#### WHAT THE TASK REQUIRES:
Your reply should be the full listing, copied exactly.

#### DATA EXCERPTS:
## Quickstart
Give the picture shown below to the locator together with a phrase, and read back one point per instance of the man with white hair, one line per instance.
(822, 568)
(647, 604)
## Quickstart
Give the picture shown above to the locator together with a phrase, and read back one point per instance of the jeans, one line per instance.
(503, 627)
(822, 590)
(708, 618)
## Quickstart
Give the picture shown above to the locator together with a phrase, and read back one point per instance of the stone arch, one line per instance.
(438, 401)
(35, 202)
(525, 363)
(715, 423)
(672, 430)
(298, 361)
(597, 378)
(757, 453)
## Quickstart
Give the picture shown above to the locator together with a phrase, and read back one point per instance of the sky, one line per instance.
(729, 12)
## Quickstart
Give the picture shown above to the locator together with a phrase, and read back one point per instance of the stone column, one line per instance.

#### EXERCISE OUTPUT:
## Quickstart
Give the picture shown below to the locator together with a phrase, and read back one point per instance of the man with white hair, one line per instance.
(822, 568)
(647, 604)
## Quickstart
Give the picture shown above to the locator together with a phrase, and read back one point per instance of the jeans, one line per instance.
(503, 627)
(822, 590)
(708, 618)
## Quickstart
Give the picture shown above to the locator together with a phrase, and read back one point per instance of the stone arch, one line per instance.
(438, 401)
(35, 202)
(525, 363)
(715, 423)
(672, 430)
(298, 361)
(597, 378)
(757, 453)
## Quickstart
Give the picture shown above to the locator together with a phrase, and read back one point per instance of the sky, one line per instance.
(729, 12)
## Quickstart
Give the picture shown above to the locator together with a phrase, and read back one point per instance of the stone column, one line per instance.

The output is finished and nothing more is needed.